Reproduce all of the data below line for line, without changing a single character.
## Start Records to use
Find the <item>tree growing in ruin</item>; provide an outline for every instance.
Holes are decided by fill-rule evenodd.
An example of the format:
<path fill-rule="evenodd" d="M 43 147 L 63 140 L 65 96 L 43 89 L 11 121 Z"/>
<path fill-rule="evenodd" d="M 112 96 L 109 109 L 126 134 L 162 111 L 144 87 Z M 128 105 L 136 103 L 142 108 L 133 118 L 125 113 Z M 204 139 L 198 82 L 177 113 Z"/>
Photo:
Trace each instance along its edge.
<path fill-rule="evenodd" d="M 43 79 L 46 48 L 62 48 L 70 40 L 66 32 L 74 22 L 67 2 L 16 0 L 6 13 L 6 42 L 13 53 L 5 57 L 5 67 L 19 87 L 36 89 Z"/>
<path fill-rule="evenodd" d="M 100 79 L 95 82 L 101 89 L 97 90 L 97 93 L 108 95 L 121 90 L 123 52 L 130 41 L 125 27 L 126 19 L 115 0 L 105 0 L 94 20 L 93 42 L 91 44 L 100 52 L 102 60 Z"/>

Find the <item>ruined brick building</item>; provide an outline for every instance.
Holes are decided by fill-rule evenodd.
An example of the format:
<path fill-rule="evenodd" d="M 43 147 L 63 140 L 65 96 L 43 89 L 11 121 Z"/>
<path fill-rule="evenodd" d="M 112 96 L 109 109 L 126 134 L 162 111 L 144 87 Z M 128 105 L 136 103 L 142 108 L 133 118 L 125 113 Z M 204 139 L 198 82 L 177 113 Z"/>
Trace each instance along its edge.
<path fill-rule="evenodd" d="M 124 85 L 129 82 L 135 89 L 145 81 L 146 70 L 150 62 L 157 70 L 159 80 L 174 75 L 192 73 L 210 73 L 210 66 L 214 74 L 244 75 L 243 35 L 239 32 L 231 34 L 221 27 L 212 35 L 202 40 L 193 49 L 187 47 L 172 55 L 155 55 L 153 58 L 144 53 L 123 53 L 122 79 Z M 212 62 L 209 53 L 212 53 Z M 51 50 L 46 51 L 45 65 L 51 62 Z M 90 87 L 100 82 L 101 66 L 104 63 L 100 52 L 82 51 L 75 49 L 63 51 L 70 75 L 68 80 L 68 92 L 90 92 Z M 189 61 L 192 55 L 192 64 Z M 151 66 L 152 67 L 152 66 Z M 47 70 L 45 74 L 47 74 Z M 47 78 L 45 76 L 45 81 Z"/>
## End Records to use
*Result of the exercise*.
Find the <item>tree growing in ruin</item>; provide an outline for every instance.
Holes are decided by fill-rule evenodd.
An example of the format:
<path fill-rule="evenodd" d="M 43 147 L 63 140 L 65 96 L 43 89 L 11 121 Z"/>
<path fill-rule="evenodd" d="M 112 96 L 109 109 L 126 134 L 162 111 L 144 87 Z M 128 105 L 136 103 L 142 108 L 133 118 L 125 113 Z M 204 139 L 198 82 L 177 113 Z"/>
Photo:
Trace each instance along its edge.
<path fill-rule="evenodd" d="M 43 79 L 46 48 L 62 48 L 70 40 L 66 32 L 74 22 L 67 2 L 16 0 L 6 13 L 6 42 L 13 53 L 5 57 L 5 67 L 19 87 L 36 89 Z"/>
<path fill-rule="evenodd" d="M 100 79 L 95 82 L 101 89 L 97 90 L 97 93 L 108 95 L 121 90 L 123 52 L 130 41 L 125 27 L 126 19 L 115 0 L 105 0 L 94 20 L 93 42 L 91 44 L 100 52 L 102 60 Z"/>

Find the <item>ruined brick building</item>; provide an outline for every instance.
Holes are decided by fill-rule evenodd.
An example of the format:
<path fill-rule="evenodd" d="M 43 147 L 63 140 L 65 96 L 43 89 L 11 121 Z"/>
<path fill-rule="evenodd" d="M 112 96 L 109 109 L 126 134 L 162 111 L 144 87 Z M 128 105 L 136 103 L 142 108 L 133 118 L 125 113 Z M 204 139 L 198 82 L 177 113 Z"/>
Trace each instance along its edge.
<path fill-rule="evenodd" d="M 124 85 L 129 82 L 135 89 L 145 81 L 146 70 L 150 62 L 157 70 L 159 80 L 174 75 L 192 73 L 210 73 L 210 66 L 214 74 L 244 75 L 243 35 L 239 32 L 231 34 L 221 27 L 212 35 L 202 40 L 193 49 L 187 47 L 172 55 L 155 55 L 153 58 L 144 53 L 123 53 L 122 79 Z M 212 62 L 209 53 L 212 53 Z M 51 50 L 46 51 L 45 65 L 51 62 Z M 90 87 L 100 82 L 101 66 L 104 63 L 100 52 L 82 51 L 75 49 L 63 51 L 70 75 L 68 80 L 68 92 L 90 92 Z M 189 61 L 192 55 L 192 64 Z M 151 66 L 152 67 L 152 66 Z M 47 70 L 45 74 L 47 74 Z M 47 78 L 45 76 L 45 81 Z"/>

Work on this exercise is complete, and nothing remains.